WHAT IS REQUIRED:
Rescale the records below by reproducing every line, requests included, with each box coordinate in the answers multiplied by 2.35 and rounded to the nearest whole number, halves up. Leave the numbers in the requests and in their format samples unchanged.

INFORMATION PROVIDED:
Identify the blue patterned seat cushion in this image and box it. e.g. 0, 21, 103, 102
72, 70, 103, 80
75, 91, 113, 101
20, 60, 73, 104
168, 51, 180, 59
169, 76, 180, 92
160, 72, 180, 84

EXERCISE RESPONSE:
Identify the blue patterned seat cushion in this image and box it. e.g. 0, 21, 103, 102
169, 165, 242, 188
176, 214, 266, 237
47, 141, 172, 244
395, 120, 423, 139
397, 179, 423, 216
376, 169, 423, 197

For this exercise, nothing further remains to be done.